**Collected data:**
* * * *

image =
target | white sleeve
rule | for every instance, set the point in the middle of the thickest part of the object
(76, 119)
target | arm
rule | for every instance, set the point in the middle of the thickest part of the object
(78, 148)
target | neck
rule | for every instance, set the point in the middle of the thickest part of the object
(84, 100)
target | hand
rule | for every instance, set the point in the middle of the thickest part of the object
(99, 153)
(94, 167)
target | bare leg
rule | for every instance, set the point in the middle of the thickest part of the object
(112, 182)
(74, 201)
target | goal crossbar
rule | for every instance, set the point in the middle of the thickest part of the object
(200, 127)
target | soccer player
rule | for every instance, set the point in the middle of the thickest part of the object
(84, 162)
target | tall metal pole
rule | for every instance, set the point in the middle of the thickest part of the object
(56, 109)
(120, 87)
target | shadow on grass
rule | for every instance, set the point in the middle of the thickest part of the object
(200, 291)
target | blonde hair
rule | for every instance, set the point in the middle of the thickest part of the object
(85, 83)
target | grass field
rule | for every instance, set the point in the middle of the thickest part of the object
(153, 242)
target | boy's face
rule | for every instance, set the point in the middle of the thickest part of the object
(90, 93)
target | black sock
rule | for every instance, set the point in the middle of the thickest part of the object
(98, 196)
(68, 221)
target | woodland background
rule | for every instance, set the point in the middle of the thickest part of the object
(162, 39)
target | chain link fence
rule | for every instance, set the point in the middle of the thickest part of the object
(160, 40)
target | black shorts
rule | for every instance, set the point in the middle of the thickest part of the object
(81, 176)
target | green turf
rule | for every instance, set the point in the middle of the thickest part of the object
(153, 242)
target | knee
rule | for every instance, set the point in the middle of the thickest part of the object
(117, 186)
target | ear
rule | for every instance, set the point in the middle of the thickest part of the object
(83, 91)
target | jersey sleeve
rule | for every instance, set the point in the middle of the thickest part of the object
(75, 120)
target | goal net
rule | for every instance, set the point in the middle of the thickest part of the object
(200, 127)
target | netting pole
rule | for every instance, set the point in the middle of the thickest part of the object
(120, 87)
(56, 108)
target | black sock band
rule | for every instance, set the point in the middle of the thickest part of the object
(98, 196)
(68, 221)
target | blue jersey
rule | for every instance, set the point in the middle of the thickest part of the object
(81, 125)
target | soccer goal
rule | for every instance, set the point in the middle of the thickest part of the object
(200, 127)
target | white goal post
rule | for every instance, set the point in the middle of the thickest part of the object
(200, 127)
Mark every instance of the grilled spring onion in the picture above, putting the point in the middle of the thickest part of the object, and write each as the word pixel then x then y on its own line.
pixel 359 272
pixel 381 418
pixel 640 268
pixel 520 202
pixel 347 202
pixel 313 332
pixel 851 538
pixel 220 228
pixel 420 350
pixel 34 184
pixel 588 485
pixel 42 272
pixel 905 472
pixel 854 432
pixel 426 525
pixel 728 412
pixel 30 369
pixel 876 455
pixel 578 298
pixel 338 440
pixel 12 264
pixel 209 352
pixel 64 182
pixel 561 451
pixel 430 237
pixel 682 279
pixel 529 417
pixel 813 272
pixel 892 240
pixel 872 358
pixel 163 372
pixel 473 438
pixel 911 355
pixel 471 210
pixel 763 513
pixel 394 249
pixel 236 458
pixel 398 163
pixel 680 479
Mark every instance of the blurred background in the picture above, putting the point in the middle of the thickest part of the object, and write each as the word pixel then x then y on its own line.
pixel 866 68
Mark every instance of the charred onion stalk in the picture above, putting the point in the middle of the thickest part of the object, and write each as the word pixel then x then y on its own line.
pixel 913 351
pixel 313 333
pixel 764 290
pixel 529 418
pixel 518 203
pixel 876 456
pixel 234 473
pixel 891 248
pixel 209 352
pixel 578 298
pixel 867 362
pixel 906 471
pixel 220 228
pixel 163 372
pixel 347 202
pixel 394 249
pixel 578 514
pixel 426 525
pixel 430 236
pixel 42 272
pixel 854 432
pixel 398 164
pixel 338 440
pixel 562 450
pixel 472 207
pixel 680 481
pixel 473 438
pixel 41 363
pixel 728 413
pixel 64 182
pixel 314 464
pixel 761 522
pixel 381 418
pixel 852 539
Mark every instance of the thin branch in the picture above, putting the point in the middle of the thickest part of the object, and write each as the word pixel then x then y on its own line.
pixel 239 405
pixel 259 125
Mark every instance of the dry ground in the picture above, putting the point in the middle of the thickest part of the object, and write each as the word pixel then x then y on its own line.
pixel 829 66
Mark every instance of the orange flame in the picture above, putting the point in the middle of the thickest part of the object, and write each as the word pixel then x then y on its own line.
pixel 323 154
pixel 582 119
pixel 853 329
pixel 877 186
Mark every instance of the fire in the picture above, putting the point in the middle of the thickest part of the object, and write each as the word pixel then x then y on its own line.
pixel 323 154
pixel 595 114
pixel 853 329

* * * *

**PROMPT:**
Copy the data word for word.

**ANSWER TO THE EXERCISE:**
image =
target | white sleeve
rule | for every instance, set the point in the middle of the thickest part of the object
(76, 119)
target | arm
rule | for every instance, set the point in the middle of the thickest part of the object
(78, 148)
target | neck
rule | for every instance, set the point in the middle of the thickest part of the object
(84, 100)
target | hand
rule | for every instance, set the point in the middle of the thickest part of the object
(99, 153)
(94, 167)
target | bare leg
rule | for every instance, set the point in the middle of the thickest part of the object
(112, 182)
(74, 201)
target | goal crossbar
rule | for every instance, set the point in the middle of the thickest part of the object
(200, 127)
target | soccer player
rule | for every instance, set the point in the middle of the thickest part of the object
(84, 162)
target | tall metal pole
rule | for every instance, set the point in the middle of the thickest part of the object
(56, 109)
(120, 87)
target | shadow on grass
rule | for every instance, set the point in the middle of the thickest part of the object
(200, 291)
target | blonde hair
rule | for every instance, set the point in the middle of the thickest part of the object
(85, 83)
target | grass field
rule | for every instance, set the point in the middle of the thickest part of the object
(153, 242)
target | boy's face
rule | for every instance, set the point in the middle of the thickest part of the object
(90, 93)
target | black sock
rule | for every instance, set the point in the middle of the thickest part of the object
(98, 196)
(68, 221)
target | woodland background
rule | for every instance, set the point in the middle of the thickest part of the object
(162, 39)
target | chain link fence
rule | for every instance, set the point in the middle of the thickest part of the object
(160, 40)
target | black shorts
rule | for every instance, set the point in the middle of the thickest part of the object
(81, 176)
target | green turf
rule | for every instance, set the point in the middle of the thickest part of the object
(153, 242)
target | knee
rule | for every instance, set the point in the middle of the thickest part of the object
(117, 186)
target | ear
rule | for every instance, set the point in the middle of the thickest part of the object
(83, 91)
target | jersey sleeve
rule | for every instance, set the point in the middle of the thickest part of the object
(75, 120)
target | goal net
rule | for every instance, set the point in the middle of the thickest part of the object
(200, 127)
target | netting pole
rule | for every instance, set the point in the middle of the thickest part of the object
(120, 87)
(56, 108)
target | black sock band
rule | for every instance, set the point in the middle of the thickest part of the object
(98, 196)
(68, 221)
target | blue jersey
rule | for every instance, set the point in the middle of the thickest part of the object
(81, 125)
target | soccer goal
rule | for every instance, set the point in the middle of the thickest part of the object
(200, 127)
target | white goal post
rule | for every instance, set the point in the middle of the thickest part of the object
(200, 127)
Mark every instance of the grilled spring onion in the picture above, putting the point in the middle of the thickest part of the object, and write each as the word pixel then x then y on its own line.
pixel 359 272
pixel 381 418
pixel 640 268
pixel 520 202
pixel 347 202
pixel 313 332
pixel 851 538
pixel 220 228
pixel 420 350
pixel 34 184
pixel 588 485
pixel 42 272
pixel 905 472
pixel 854 432
pixel 426 525
pixel 728 412
pixel 30 369
pixel 876 455
pixel 578 298
pixel 338 440
pixel 12 264
pixel 209 352
pixel 64 182
pixel 561 451
pixel 430 237
pixel 682 279
pixel 529 417
pixel 813 272
pixel 892 240
pixel 872 358
pixel 163 372
pixel 473 438
pixel 911 355
pixel 471 210
pixel 763 513
pixel 394 249
pixel 236 458
pixel 398 163
pixel 680 479
Mark every instance of the blurred background in the picture above, putting the point in the middle of the thickest part of the object, and write each as the word pixel then x then y on its own line.
pixel 866 68
Mark every instance of the charred onion stalk in the picture above, putting the point in the middle of the thickest part of the object, and write each as the word pixel then x then y on its own line.
pixel 913 351
pixel 313 333
pixel 764 290
pixel 529 418
pixel 518 203
pixel 876 456
pixel 234 473
pixel 891 248
pixel 209 352
pixel 578 298
pixel 867 362
pixel 906 471
pixel 220 228
pixel 163 372
pixel 347 202
pixel 394 249
pixel 578 514
pixel 426 525
pixel 430 236
pixel 42 272
pixel 854 432
pixel 398 164
pixel 338 440
pixel 562 450
pixel 472 207
pixel 680 481
pixel 473 438
pixel 41 363
pixel 728 413
pixel 64 182
pixel 314 464
pixel 761 522
pixel 381 418
pixel 852 539
Mark every instance of the thin branch in the picture above, putting the point in the middle of the thickest part of the object, and write each as the word pixel then x then y on its own line.
pixel 239 405
pixel 259 125
Mark every instance of the dry ground in the picture above, putting the point in the middle of the thickest part of the object, and write each as the word pixel then x then y on its own line.
pixel 829 66
Mark every instance of the orange flame in the picture above, putting the point in the middle of the thickest part of the object, and write each as the word pixel then x then y on its own line.
pixel 323 154
pixel 582 119
pixel 853 329
pixel 877 186
Mark every instance of the fire in the picture above, putting the point in the middle of the thickest part of the object, and write each as the word pixel then x then y on its own line.
pixel 323 154
pixel 595 114
pixel 853 329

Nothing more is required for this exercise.